◆ Direction 1
Find each line in the entries below that contains the word "deck" and copy those lines out.

◆ Text
══════
Competition and Cooperation (Open Humanities Press)

Introduction

Pamphlet

The “transfer of the responsibility of paying for publication to the individual author (or the author’s funding agency or institution)” that is brought about by gold author-pays open access is, as Gary Hall notes in Pirate Philosophy, a “typical neoliberal move.” By placing researchers in a position where they have to compete for the inevitably limited amounts of funding that are available to enable them to publish on an article- or book-processing-charge (APC/BPC) basis, gold author-pays open access serves as a means of introducing yet further competition into the public system of higher education. It also establishes a commercial market for A/BPCs, and with it another way of “inflicting debt” onto the university, to set alongside that achieved by the “imposition of a system of tuition fees in England” (Hall 2016: 193, n60).

It is not surprising then that calls are increasingly being made within the open access movement for non-profit presses, projects and institutions to cooperate horizontally in order to counter the hegemony of both free market economics and commercial publishing. When it comes to actually building non-profit alternatives, however, questions of funding soon come into play. A number of interesting innovations have emerged, not least in the form of library consortium subsidy models that redirect money otherwise used to purchase subscriptions to exorbitantly priced journals. Still, the long-term financial sustainability of numerous open access initiatives currently depends on already overstretched institutional budgets. As a result, even though many non-profit projects wish to work together cooperatively, they find themselves in a situation where they are forced to compete against one other (and against for-profits) for funding from libraries, foundations, research councils and other sources. Regardless of the fact they may consider themselves to have an alternative, even radical, mission, such non-profit publishing initiatives are still being organised according to the logic of the market and its principles of economic competition.
══════
◆ Records provided
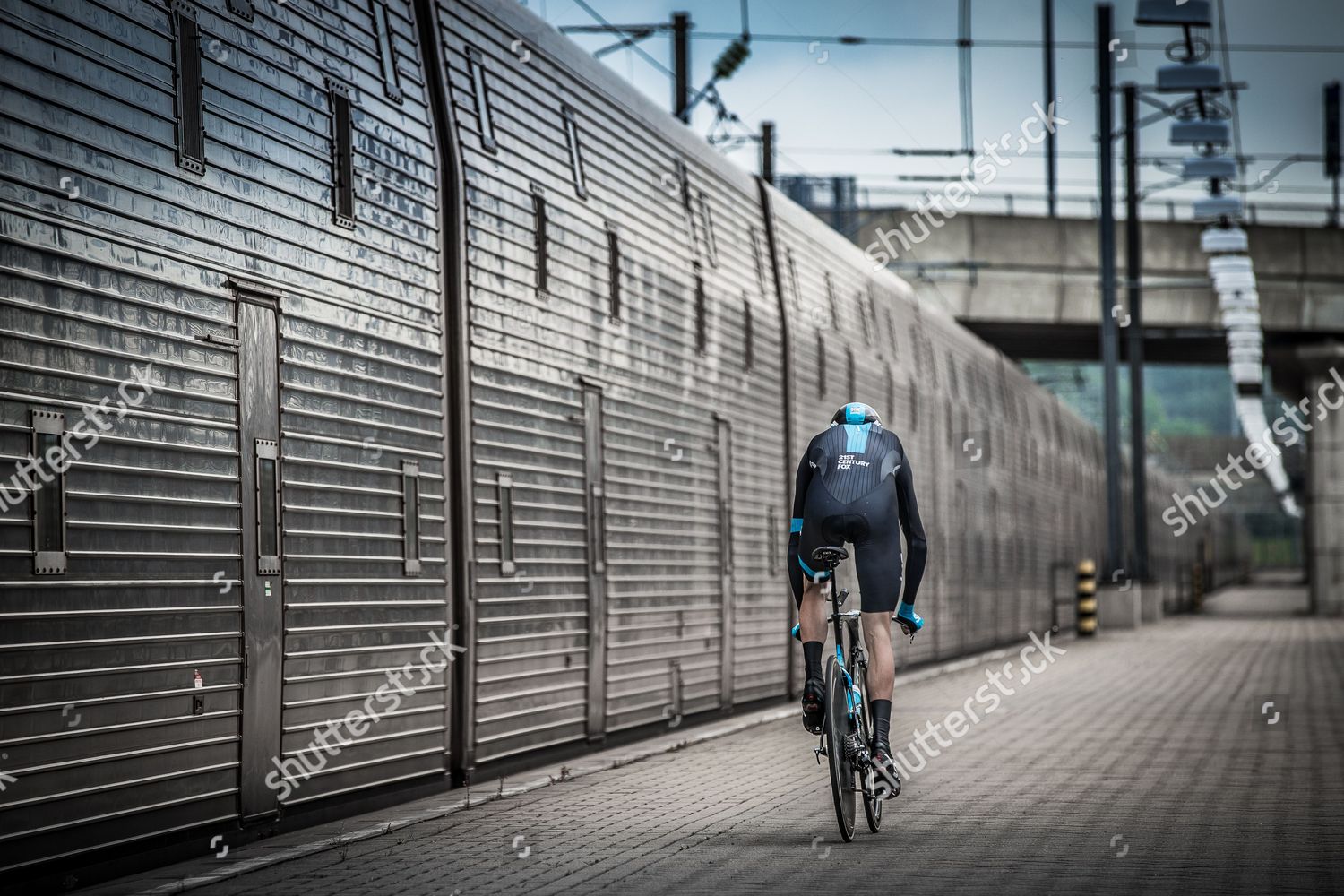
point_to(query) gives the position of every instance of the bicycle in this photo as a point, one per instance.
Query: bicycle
(847, 729)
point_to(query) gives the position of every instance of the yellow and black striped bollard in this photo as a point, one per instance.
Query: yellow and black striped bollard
(1086, 598)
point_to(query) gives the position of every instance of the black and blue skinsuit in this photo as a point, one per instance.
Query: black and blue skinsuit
(855, 485)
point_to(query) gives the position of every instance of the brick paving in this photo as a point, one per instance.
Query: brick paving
(1139, 762)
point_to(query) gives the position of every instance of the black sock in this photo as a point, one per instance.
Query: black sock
(812, 656)
(881, 711)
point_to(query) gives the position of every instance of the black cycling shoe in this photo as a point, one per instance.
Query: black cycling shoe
(814, 704)
(886, 778)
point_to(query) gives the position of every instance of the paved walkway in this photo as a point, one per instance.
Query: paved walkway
(1201, 755)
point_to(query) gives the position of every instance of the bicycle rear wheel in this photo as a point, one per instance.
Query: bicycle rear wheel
(871, 805)
(839, 727)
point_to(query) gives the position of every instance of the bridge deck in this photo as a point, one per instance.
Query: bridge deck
(1139, 762)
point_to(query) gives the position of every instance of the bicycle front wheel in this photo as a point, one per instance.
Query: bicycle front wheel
(839, 731)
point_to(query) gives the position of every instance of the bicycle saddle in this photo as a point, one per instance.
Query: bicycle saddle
(828, 557)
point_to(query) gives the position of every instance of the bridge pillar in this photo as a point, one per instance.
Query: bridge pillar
(1324, 492)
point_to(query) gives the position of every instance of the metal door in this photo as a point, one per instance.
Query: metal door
(723, 445)
(258, 437)
(597, 562)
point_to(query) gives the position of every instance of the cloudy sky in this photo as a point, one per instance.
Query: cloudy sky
(839, 107)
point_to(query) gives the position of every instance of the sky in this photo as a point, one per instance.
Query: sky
(839, 108)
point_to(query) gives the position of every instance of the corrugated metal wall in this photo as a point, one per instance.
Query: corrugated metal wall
(247, 198)
(117, 252)
(661, 360)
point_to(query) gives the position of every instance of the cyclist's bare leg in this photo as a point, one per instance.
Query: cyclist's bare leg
(812, 614)
(882, 667)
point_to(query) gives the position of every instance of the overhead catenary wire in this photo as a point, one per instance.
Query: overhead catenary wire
(992, 43)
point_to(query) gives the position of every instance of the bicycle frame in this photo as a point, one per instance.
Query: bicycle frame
(857, 664)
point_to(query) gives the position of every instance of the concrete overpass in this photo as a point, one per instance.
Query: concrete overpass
(1008, 277)
(1031, 287)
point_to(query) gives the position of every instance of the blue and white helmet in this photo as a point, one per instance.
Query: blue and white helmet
(855, 413)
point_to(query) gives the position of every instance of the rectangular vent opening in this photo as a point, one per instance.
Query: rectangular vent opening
(484, 116)
(190, 93)
(410, 517)
(702, 335)
(613, 273)
(392, 80)
(542, 246)
(343, 155)
(572, 137)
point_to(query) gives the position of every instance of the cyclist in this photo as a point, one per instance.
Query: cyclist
(855, 485)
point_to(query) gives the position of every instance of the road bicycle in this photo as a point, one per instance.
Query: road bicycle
(847, 729)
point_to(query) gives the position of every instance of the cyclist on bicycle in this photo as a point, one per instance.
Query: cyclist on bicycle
(854, 485)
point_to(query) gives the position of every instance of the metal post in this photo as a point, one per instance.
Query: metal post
(682, 66)
(1109, 336)
(1332, 150)
(768, 152)
(1048, 42)
(1133, 277)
══════
◆ Direction 2
Resume the passage on open access publishing from the point where it stops.

◆ Right answer 1
point_to(query) gives the position of every instance of the bridge deck in this photo as a point, one per instance.
Query: bridge deck

◆ Right answer 2
It is this logic that Competition and Cooperation seeks to interrogate by posing the following questions: is competition an inescapable fact of the scholarly publishing landscape given the underlying economics of our society? Or are there ways to negotiate the tension in the open access ecosystem between, on the one hand, the need to compete with others for scarce resources – especially money – and, on the other, the oft-expressed political preference for cooperation and collaboration? What is the potential of new forms of “open cooperativism” in which organisations commit themselves “structurally and legally to the production of common goods (the common good, the commons)” (Bauwens 2016)? The idea behind open cooperatives is to bring together the best practices of the coop movement, with those of the open source software communities, and ask their stakeholders to assist with funding, managing and organizing them (Davies-Coates 2017). Is it possible to follow such examples and devise a grammar or set of key concepts for competing open access projects that promote the ethics of care, collaboration and the building of the commons?

Open Humanities Press

References

Bauwens, Michel.  2016. Introduction to the republication of Benoît Borrits, “Cooperative And Common Ownership.” P2P Foundation, December 5. https://blog.p2pfoundation.net/cooperative-and-common-ownership/2016/12/05.

Davies-Coates, Josef. (2017) “Open Cooperatives.” P2PF Wiki, March 2. https://wiki.p2pfoundation.net/Open_Cooperatives.

Hall, Gary. 2016. Pirate Philosophy. Cambridge, Massachusetts: MIT Press.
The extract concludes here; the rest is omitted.